» INSTRUCCIONES A SEGUIR
Transcribe del fragmento seleccionado, tal como aparece, el pasaje que comienza con "Los congresos y" y continúa hasta "Fue algo conmovedor.".

» FRAGMENTO SELECCIONADO
+++

Los congresos y simposios científicos posiblemente no sean el lugar donde uno espera emocionarse hasta el llanto. Pero una vez, una conferencia académica me robó una lágrima. Fue viendo una presentación de la doctora en Psicología Beatriz Diuk. Me pasó después de que mostrara cómo logró que una chica que estaba en séptimo grado y no sabía leer ni escribir (vivía desde primer grado en un orfanato) aprendiera en un período de tres meses a hacerlo a la par de sus compañeros de la misma edad. Enseguida, una señora grande, que (expresó) llevaba décadas como maestra de primaria, intentó hacer una pregunta, pero se le quebró la voz y no puedo seguir por la emoción. Pidiendo disculpas, se excusó en que ella nunca había visto algo así en toda su carrera. Nos emocionamos todos. Fue algo conmovedor.
Los métodos que aplica Beatriz fueron desarrollados a lo largo de los últimos años por una comunidad internacional de investigadores e investigadoras (de la cual ella es parte y ha contribuido con aportes originales) y son un ejemplo claro de cómo las ciencias de la educación y la psicología, aliadas a la neurociencia y la biología, pueden mejorar la vida de millones de personas.

+++

Datos de señalamiento de regiones
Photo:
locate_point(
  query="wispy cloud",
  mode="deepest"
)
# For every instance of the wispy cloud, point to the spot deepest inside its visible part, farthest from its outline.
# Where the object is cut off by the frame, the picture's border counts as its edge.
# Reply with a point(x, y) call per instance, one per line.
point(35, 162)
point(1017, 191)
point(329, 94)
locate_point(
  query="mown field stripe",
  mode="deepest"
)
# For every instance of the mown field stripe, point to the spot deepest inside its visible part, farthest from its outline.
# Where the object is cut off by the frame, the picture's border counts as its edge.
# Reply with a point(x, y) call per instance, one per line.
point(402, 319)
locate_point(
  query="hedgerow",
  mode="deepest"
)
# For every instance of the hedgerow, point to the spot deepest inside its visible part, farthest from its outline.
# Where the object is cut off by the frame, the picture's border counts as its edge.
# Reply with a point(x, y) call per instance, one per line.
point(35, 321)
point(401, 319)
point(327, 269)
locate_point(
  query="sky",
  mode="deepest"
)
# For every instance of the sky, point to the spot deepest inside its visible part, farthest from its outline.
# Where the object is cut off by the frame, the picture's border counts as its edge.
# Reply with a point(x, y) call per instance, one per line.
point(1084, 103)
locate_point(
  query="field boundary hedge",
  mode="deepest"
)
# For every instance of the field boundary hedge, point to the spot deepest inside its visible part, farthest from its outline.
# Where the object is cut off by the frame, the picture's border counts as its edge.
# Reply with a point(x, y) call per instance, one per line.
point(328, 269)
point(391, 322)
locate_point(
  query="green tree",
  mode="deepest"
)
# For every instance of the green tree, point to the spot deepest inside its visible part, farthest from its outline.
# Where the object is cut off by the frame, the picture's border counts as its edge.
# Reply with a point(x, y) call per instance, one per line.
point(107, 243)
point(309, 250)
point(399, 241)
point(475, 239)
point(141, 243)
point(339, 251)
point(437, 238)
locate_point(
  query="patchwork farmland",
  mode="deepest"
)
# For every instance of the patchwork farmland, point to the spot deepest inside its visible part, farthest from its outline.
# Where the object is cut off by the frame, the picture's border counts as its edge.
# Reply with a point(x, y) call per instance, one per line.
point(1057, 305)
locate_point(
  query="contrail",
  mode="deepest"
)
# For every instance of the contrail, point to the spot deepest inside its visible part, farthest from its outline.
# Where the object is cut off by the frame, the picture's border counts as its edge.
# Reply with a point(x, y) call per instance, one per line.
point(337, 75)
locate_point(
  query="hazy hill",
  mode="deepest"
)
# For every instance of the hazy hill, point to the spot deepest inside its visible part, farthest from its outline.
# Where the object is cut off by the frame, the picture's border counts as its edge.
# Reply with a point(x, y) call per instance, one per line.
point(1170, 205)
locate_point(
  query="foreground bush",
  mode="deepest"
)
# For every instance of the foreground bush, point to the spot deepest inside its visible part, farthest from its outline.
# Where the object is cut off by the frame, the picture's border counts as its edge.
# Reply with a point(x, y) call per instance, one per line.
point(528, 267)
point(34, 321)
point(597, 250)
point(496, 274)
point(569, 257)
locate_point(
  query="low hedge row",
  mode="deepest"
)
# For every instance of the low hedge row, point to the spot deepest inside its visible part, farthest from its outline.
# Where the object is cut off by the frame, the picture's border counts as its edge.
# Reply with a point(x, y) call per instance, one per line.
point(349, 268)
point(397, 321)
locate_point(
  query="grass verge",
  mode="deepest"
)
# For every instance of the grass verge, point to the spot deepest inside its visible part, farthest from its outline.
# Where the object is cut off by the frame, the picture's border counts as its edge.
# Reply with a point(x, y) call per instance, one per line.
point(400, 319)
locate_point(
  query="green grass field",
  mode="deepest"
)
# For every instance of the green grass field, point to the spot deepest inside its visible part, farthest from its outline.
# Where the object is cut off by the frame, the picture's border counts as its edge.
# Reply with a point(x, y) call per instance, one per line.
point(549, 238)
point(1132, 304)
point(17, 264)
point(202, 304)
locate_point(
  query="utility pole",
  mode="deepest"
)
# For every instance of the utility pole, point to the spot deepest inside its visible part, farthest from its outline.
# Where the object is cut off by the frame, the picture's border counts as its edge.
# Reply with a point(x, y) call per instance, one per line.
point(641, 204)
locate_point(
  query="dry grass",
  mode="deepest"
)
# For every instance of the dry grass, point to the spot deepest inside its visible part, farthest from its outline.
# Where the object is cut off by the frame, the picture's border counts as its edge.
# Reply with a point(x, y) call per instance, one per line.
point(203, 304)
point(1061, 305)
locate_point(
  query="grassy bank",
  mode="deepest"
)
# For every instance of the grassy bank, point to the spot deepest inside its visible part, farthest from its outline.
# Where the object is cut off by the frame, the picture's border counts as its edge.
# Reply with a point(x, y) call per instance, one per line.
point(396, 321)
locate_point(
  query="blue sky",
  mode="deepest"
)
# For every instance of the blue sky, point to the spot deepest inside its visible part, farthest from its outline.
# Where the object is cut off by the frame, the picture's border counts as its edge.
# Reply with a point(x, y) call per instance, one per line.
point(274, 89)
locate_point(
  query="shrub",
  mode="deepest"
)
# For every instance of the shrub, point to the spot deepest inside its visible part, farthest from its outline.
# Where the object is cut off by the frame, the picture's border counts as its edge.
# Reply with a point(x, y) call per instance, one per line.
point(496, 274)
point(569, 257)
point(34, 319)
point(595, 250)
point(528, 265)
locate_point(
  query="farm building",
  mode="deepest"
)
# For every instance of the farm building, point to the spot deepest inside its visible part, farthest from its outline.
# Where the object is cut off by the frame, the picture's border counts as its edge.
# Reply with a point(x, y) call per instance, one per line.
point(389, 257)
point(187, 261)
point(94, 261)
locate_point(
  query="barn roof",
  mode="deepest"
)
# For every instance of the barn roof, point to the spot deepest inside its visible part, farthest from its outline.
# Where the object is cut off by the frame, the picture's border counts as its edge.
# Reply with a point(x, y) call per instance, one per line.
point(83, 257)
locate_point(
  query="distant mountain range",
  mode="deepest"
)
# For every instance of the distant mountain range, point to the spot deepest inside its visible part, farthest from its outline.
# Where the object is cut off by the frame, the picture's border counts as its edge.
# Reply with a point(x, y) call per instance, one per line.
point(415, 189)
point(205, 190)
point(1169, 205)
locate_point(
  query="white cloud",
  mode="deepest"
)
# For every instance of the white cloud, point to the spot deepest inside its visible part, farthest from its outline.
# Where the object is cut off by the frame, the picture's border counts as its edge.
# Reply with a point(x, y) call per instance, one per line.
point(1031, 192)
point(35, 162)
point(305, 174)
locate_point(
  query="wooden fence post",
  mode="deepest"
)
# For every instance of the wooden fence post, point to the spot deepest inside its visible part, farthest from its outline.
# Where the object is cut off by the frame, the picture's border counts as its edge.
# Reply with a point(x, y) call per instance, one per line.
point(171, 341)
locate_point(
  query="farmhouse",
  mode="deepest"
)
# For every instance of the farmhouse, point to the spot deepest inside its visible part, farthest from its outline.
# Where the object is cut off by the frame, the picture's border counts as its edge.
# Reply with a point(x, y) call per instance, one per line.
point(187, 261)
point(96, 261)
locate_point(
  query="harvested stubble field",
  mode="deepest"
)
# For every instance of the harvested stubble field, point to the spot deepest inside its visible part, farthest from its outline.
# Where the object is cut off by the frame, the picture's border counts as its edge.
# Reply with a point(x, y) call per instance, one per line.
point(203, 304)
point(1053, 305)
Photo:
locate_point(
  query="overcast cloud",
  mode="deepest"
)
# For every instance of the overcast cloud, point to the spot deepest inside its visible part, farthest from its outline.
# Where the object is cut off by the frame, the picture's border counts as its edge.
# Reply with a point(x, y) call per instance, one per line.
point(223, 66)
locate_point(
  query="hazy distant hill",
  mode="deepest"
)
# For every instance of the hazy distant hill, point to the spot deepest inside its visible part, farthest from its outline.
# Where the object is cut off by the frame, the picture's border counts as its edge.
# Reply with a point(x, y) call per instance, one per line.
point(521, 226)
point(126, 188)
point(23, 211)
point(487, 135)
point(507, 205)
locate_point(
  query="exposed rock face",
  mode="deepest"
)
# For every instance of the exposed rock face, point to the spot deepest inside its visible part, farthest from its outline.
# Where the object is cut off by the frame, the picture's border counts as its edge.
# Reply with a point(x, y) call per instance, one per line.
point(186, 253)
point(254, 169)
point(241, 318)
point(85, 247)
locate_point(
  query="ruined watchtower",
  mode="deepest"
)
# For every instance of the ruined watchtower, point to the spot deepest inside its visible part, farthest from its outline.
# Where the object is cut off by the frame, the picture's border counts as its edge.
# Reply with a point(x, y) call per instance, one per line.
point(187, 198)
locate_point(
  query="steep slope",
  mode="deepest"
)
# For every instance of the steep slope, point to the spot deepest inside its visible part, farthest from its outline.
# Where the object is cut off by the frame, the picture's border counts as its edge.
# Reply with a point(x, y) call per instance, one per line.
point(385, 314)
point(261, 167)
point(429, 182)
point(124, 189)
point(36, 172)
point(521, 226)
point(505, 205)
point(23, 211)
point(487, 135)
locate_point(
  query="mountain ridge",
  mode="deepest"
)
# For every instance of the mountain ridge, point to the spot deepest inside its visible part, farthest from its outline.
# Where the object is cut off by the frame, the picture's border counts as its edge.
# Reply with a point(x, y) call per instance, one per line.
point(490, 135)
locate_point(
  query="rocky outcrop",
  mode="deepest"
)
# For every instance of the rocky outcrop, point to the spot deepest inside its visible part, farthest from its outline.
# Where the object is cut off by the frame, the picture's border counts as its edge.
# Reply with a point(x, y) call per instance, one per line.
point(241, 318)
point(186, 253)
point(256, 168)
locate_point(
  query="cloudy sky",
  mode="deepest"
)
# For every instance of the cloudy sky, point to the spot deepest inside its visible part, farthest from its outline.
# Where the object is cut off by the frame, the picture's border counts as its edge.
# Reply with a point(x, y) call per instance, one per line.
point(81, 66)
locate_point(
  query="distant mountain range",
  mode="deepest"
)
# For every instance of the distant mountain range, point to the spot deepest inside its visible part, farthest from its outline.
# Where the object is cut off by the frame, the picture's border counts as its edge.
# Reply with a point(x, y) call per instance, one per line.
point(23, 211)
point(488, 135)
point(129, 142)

+++

» RESULTADO DEL EJERCICIO
Los congresos y simposios científicos posiblemente no sean el lugar donde uno espera emocionarse hasta el llanto. Pero una vez, una conferencia académica me robó una lágrima. Fue viendo una presentación de la doctora en Psicología Beatriz Diuk. Me pasó después de que mostrara cómo logró que una chica que estaba en séptimo grado y no sabía leer ni escribir (vivía desde primer grado en un orfanato) aprendiera en un período de tres meses a hacerlo a la par de sus compañeros de la misma edad. Enseguida, una señora grande, que (expresó) llevaba décadas como maestra de primaria, intentó hacer una pregunta, pero se le quebró la voz y no puedo seguir por la emoción. Pidiendo disculpas, se excusó en que ella nunca había visto algo así en toda su carrera. Nos emocionamos todos. Fue algo conmovedor.